== Exercise details ==
Every line below is to be quoted exactly, with nothing added or dropped.

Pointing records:
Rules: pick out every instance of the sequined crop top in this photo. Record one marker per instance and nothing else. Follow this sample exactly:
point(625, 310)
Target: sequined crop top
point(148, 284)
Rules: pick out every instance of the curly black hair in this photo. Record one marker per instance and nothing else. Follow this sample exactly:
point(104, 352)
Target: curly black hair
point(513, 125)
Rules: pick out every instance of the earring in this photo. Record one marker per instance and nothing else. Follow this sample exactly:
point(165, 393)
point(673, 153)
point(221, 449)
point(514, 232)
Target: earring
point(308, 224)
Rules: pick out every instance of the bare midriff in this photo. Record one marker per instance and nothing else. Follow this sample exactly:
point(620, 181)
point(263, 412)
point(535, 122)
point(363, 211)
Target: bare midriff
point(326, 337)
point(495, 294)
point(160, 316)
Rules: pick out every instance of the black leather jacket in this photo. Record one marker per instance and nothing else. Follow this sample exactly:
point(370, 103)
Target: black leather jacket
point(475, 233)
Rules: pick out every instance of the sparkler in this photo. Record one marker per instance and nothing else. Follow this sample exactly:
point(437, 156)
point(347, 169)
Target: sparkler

== Response for this exercise ==
Rules: pick out every instance of the sequined crop top in this photo. Record one marker per instance and nothing else. Follow this sample exactly:
point(625, 310)
Target: sequined crop top
point(148, 284)
Rules: pick out every instance of the curly black hair in this photo. Record one marker per instance and nothing else. Follow this sample exactly:
point(104, 352)
Target: curly black hair
point(513, 125)
Rules: pick out every instance of the earring in this photo. Record one marker per instance and nothing else. Follow this sample exactly:
point(165, 393)
point(673, 153)
point(221, 449)
point(514, 232)
Target: earring
point(308, 224)
Rules: pick out every instance of the bare midriff in this photo. Record one marker per instance and nothing else. Follow this sample exactly:
point(620, 181)
point(263, 412)
point(535, 122)
point(363, 211)
Target: bare midriff
point(326, 337)
point(495, 294)
point(160, 316)
Rules: pick out every instance of the black leather jacket in this photo. Record one marker per instance and nothing else. Follow this sample exactly:
point(370, 103)
Target: black leather jacket
point(475, 233)
Rules: pick out every instance of the sparkler in this photo. Record one marker per instance and nothing else. Follow this sample exactly:
point(437, 156)
point(347, 169)
Target: sparkler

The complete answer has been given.